» PROBLEM TO SOLVE: Everything from the line that contains "Query: yellow leaves" through the final line of the records should be written out exactly, and nothing outside that span.

►

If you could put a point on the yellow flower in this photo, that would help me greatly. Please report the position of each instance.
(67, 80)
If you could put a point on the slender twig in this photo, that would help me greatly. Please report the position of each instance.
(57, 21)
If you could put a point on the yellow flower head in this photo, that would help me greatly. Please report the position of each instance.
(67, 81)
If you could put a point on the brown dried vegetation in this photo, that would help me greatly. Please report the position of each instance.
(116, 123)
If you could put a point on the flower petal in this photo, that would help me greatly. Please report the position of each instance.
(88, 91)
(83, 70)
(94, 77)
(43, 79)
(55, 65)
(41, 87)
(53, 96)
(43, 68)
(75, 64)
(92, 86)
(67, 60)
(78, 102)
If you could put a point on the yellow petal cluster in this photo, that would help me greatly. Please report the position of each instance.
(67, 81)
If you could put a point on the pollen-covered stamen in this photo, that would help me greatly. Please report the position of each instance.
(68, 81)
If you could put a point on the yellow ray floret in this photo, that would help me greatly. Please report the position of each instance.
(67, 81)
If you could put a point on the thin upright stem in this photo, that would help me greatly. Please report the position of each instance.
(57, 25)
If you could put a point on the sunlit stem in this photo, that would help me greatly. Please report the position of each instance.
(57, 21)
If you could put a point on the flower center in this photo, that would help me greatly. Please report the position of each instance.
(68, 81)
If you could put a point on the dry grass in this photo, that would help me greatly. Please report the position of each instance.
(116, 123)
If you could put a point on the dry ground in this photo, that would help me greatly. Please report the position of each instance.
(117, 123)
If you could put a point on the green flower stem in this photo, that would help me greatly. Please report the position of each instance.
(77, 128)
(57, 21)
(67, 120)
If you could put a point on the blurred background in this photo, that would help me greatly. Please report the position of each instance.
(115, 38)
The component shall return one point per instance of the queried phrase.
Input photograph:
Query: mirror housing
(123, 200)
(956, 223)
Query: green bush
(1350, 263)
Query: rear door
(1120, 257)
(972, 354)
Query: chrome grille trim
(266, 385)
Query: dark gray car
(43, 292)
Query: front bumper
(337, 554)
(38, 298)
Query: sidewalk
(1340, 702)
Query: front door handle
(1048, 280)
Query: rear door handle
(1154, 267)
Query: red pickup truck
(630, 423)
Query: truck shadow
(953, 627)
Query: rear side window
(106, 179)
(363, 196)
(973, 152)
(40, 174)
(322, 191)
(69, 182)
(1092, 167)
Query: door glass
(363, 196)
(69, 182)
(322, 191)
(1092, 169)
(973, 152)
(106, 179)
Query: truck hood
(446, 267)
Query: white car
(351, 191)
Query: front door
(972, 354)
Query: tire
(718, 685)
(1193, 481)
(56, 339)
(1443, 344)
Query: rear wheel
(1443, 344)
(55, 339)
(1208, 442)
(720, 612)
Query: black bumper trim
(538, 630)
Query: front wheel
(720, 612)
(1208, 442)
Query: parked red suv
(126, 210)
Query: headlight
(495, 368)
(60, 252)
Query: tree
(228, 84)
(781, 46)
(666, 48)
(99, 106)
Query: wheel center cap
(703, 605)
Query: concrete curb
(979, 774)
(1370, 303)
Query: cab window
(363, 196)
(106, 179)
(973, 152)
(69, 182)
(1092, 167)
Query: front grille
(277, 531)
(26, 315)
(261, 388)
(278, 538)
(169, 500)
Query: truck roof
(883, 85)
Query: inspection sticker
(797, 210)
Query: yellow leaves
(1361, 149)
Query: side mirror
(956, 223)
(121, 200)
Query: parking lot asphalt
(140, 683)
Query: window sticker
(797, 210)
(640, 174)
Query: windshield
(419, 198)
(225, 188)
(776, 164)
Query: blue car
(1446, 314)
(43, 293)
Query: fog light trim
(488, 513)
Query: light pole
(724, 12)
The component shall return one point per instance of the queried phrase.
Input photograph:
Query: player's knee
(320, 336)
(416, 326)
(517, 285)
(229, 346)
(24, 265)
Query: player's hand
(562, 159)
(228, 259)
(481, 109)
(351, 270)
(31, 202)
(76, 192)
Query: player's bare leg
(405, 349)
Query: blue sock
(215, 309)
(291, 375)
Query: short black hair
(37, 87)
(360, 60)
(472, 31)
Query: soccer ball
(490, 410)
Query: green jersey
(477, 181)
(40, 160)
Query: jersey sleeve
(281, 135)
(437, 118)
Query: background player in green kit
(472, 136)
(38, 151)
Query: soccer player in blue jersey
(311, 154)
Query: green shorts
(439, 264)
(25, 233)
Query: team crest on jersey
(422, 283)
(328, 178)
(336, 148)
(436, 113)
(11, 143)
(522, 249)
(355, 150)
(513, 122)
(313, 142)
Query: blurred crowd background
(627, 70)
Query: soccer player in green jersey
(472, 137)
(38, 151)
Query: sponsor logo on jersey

◄

» ANSWER TO THIS TASK:
Query: yellow leaves
(1361, 149)
Query: side mirror
(956, 223)
(121, 200)
Query: parking lot asphalt
(140, 683)
Query: window sticker
(797, 210)
(640, 174)
Query: windshield
(419, 198)
(225, 188)
(776, 164)
Query: blue car
(1446, 314)
(43, 293)
Query: fog light trim
(488, 513)
Query: light pole
(724, 12)
The component shall return one point per instance of the queried phrase.
Input photograph:
Query: player's knee
(320, 336)
(416, 326)
(517, 285)
(229, 346)
(24, 265)
Query: player's hand
(562, 159)
(228, 259)
(481, 109)
(351, 270)
(31, 202)
(76, 192)
Query: player's bare leg
(405, 349)
Query: blue sock
(215, 309)
(291, 375)
Query: short black hair
(37, 87)
(360, 60)
(472, 31)
Query: soccer ball
(490, 410)
Query: green jersey
(477, 181)
(40, 160)
Query: jersey sleeve
(281, 135)
(437, 118)
Query: background player in green kit
(472, 136)
(38, 151)
Query: soccer player in blue jersey
(311, 154)
Query: green shorts
(439, 264)
(25, 233)
Query: team crest on jersey
(422, 283)
(328, 178)
(336, 148)
(436, 113)
(11, 143)
(522, 249)
(355, 150)
(513, 122)
(313, 142)
Query: blurred crowd background
(627, 70)
Query: soccer player in green jersey
(472, 137)
(38, 151)
Query: sponsor logo on jersey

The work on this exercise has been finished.